*** Passage

Undercover  are an English dance music group which formed in 1991 and had three UK top-30 hits, two of them top-five hits, in 1992. The group's vocalist, John Matthews, continues to perform solo as Undercover across the UK/Europe and South America. Keyboardist Steve Mac went on to become a successful songwriter and music producer for many other artists.
Bassist Jon Jules went on to success in the UK soul music scene as a DJ, radio presenter and event organiser. He achieved many accolades, including best radio programme (Soul Survivors Awards), and is a seasoned presenter on DAB soul internet radio station Mi-Soul Radio.

Overview 
The group's first single, a cover version of Gerry Rafferty's 1978 UK/US chart success "Baker Street", became their biggest hit, reaching No. 2 in the UK Singles Chart in September 1992, held off from the top by another dance track, "Rhythm Is a Dancer" by Snap!. It was the 11th-biggest-selling single of 1992 in the United Kingdom, and also attained major chart success across Europe, selling over a quarter of a million units in Germany alone.

******
*** Recorded information

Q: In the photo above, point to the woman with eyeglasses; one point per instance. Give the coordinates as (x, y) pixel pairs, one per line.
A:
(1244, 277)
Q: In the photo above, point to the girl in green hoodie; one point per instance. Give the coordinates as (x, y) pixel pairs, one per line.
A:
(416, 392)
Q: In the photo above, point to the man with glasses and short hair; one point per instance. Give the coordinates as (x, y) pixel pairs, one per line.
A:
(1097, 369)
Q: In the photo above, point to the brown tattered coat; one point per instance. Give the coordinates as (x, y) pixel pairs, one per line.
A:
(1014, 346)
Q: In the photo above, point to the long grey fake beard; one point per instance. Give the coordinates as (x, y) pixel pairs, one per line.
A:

******

**Written request 1**
Answer these questions about the Undercover text, one per line:
(a) In what year did the group form?
(b) On which radio station does Jon Jules present?
(c) Which track kept "Baker Street" from reaching No. 1?
**Written request 2**
Revise the Undercover text from "Bassist Jon Jules" to "in Germany alone.", changing "seasoned" to "veteran".

**Task output 1**
(a) 1991
(b) Mi-Soul Radio
(c) "Rhythm Is a Dancer" by Snap!

**Task output 2**
Bassist Jon Jules went on to success in the UK soul music scene as a DJ, radio presenter and event organiser. He achieved many accolades, including best radio programme (Soul Survivors Awards), and is a veteran presenter on DAB soul internet radio station Mi-Soul Radio.

Overview 
The group's first single, a cover version of Gerry Rafferty's 1978 UK/US chart success "Baker Street", became their biggest hit, reaching No. 2 in the UK Singles Chart in September 1992, held off from the top by another dance track, "Rhythm Is a Dancer" by Snap!. It was the 11th-biggest-selling single of 1992 in the United Kingdom, and also attained major chart success across Europe, selling over a quarter of a million units in Germany alone.